### Exercise text

"""

On 15 August, Nygård visited Gudbrandsdalen following the collapse of the Tretten Bridge. While visiting the site of the collapse, he said: "A bridge collapse like this is a significant event, as we cannot currently understand why it has happened and in that sense it is quite worrying". He also called for an external investigation of the collapse and an inspection of other wooden bridges. Aud M. Riseng, Innlandet county's chief of transport, assured that they would be inspecting other wooden bridges, but not necessarily close them unless necessary.

On 9 September, Nygård confirmed that he would take the initiative to seek an evaluation of the possibility of merging Vy and Flytoget. He argued that the initiative was in line with the Hurdal platform, which sought to evaluate whether or not Norway should have one or two state owned rail companies.

On 27 September, Nygård expressed that the National Transport Plan (NTP, nasjonal transportplan) would be unrealistic, and that planned transport projects would be put on hold. He didn't specify which projects would be affected, as this would be revealed in the state budget for 2023.

On 19 November, Governing Mayor of Oslo Raymond Johansen and City Commissioner Sirin Stav called on the government to scrap several road projects around the capital, including transforming some streets into "environmental streets". In response, Nygård stated that the professional services would be imposed to include climate measures as a criterion. He also emphasised how much is being done to make the Norwegian transport sector as environmentally friendly as possible.

On 13 December, Nygård and foreign minister Anniken Huitfeldt announced that Norway would be donating bridge parts to Ukraine to help the country rebuild its infrastructure. He stated: "We know that these bridges will help Ukraine, while this does not weaken our own bridge readiness. The war in Ukraine requires Europe to stand together. We want to contribute when we are asked, with what Norway has the expertise and capacity for".

====2023====
In early January 2023, following a meeting with the Norwegian Railway Directorate, the Railway Authority and Bane NOR, Nygård announced that he saw the need for an investigation into the incident at the opening of the Follo Line. He also expressed that some of the information he was told in the meeting was "concerning". However, a few days later, Aftenposten revealed that Nygård had been informed about the incident on 23 December by Bane NOR despite him publicly saying otherwise. The opposition criticised Nygård's actions, with the Progress Party accusing him of misinformation. The Socialist Left Party said that the matter seemed to become "a bigger and bigger scandal". Nygård responded saying that Bane NOR had clarified that they had been uncertain about the cause of the incident on 27 December, but had narrowed it down to being the heating developments. In March, Aftenposten revealed that Nygård had given a secret instruction to the Railway Directorate, asking them to allow Vy to be offered one of two railway stretches being negotiated. In effect, this blocked Flytoget from giving an offer to run both stretches to compete with Vy. The opposition parties accused Nygård of having given limited negotiation powers to the Railway Directorate and that the government as a whole, had little regard for passengers.

"""

### Input data
"""

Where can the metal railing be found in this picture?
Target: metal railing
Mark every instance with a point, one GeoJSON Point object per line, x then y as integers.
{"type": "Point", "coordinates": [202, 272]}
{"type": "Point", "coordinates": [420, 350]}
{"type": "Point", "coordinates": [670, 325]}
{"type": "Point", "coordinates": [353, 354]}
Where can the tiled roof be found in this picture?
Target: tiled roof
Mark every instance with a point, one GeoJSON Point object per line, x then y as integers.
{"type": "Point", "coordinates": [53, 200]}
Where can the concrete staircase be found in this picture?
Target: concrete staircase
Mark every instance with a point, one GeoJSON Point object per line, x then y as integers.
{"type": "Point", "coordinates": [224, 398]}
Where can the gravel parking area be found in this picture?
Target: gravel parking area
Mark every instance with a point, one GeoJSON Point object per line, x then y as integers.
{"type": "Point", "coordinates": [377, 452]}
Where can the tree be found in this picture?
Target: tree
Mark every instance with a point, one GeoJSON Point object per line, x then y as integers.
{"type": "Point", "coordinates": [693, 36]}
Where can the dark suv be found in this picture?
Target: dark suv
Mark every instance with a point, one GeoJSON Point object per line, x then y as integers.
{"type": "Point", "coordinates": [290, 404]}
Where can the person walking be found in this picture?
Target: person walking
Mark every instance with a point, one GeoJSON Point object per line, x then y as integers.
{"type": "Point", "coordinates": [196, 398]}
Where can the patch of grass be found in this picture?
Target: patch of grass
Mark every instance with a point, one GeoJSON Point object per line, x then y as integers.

"""

### Activity list
1. Decide whether each statement agrees with the passage about Nygård. Answer yes or no for each one, and quote the words of the passage that decide it.
(a) Riseng said the other wooden bridges would be closed.
(b) The projects to be put on hold were to be made known in the state budget for 2023.
(c) Nygård said the bridge parts sent to Ukraine would weaken Norway's own bridge readiness.
2. Write the next part of the passage about Nygård, picking up after its final sentence.

### Exercise responses
1.
(a) No: "but not necessarily close them unless necessary."
(b) Yes: "as this would be revealed in the state budget for 2023."
(c) No: "while this does not weaken our own bridge readiness."

2.
Appearing before the Storting in June, Nygård expressed his disagreement with the Norwegian Public Roads Administration's findings that multiple road projects in Hordaland would be less socially beneficial to reach the climate goals. One of their findings included raising the fuel costs to 50kr per litre, which Nygård argued would not be relevant. He also emphasised that more views would be needed to estimate how the future would look like should emissions be cut drastically to reach Norway's climate goals.

In September, the government announced that they would make future motorways slimmer in order to save the environment, reuse existing roads and decrease intervention in nature. Nygård argued that it would be a more responsible road policy and that more resources could be used to achieve a better road standard for the population.

On 7 December, he announced that the government would allow electric and gas powered vehicles to pay a lower tolls price. Nygård additionally said that this measure was a part of making transport less fossil driven and reducing emissions, while also calling it "a step in the right direction".

====2024====
In February, the Norwegian Public Roads Administration announced that it would be abolishing the practical test in the process for receiving a taxi license, which Nygård and his ministry had requested earlier. He did emphasise that the demands in achieving such a license would still be in place, with notabilities like a theoretical test and the Passenger Carrying Vehicle driver's license.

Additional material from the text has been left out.